Trecho do texto =>
◆ ◆ ◆ ◆ ◆

NOTA: 10
O bom das semanas de poucas estreias nos cinemas é que
permitem revisitar e escrever sobre grandes clássicos. Uma oportunidade rara,
mas bem vinda. No passado já escrevi sobre O Rei Leão, A Lista de Schindler e
Kill Bill. Hoje escrevo sobre um jovem clássico do cinema europeu (2005), A
Queda – As Últimas Horas de Hitler.
Na Segunda Guerra Mundial, numa Alemanha quase toda dominada
pelo exército soviético, o filme mostra os últimos dias de Hitler isolado em
seu bunker, se recusando a fugir e reorganizar seu governo. No seu império
outrora implacável, agora decadente, Hitler alterna suas emoções entre a
ingenuidade à completa loucura, além de amargar o abandono e traição dos seus
generais que o serviam com tanta lealdade.

◆ ◆ ◆ ◆ ◆

Trechos de dados =>
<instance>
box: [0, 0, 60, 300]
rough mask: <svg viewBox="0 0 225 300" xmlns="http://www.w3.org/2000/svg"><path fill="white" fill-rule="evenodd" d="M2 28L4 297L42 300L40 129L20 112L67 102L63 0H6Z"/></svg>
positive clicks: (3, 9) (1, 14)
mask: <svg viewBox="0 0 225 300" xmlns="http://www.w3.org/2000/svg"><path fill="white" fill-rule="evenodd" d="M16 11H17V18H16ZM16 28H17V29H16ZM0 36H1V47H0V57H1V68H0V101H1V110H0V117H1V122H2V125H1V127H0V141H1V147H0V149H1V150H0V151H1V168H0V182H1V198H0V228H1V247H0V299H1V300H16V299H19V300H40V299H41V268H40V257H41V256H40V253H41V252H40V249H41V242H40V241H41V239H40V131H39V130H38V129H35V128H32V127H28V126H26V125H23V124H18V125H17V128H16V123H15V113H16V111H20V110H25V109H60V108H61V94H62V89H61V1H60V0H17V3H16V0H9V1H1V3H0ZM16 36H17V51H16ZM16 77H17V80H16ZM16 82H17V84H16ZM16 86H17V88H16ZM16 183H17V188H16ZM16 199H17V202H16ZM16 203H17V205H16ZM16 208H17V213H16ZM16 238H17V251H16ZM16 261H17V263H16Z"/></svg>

◆ ◆ ◆ ◆ ◆

Tarefa A =>
Liste todos os filmes citados pelo nome na crítica de cinema.
Tarefa B =>
Copie da crítica de cinema o trecho que vai de "Na Segunda Guerra" até "com tanta lealdade.".

Resposta A =>
- O Rei Leão
- A Lista de Schindler
- Kill Bill
- A Queda – As Últimas Horas de Hitler

Resposta B =>
Na Segunda Guerra Mundial, numa Alemanha quase toda dominada
pelo exército soviético, o filme mostra os últimos dias de Hitler isolado em
seu bunker, se recusando a fugir e reorganizar seu governo. No seu império
outrora implacável, agora decadente, Hitler alterna suas emoções entre a
ingenuidade à completa loucura, além de amargar o abandono e traição dos seus
generais que o serviam com tanta lealdade.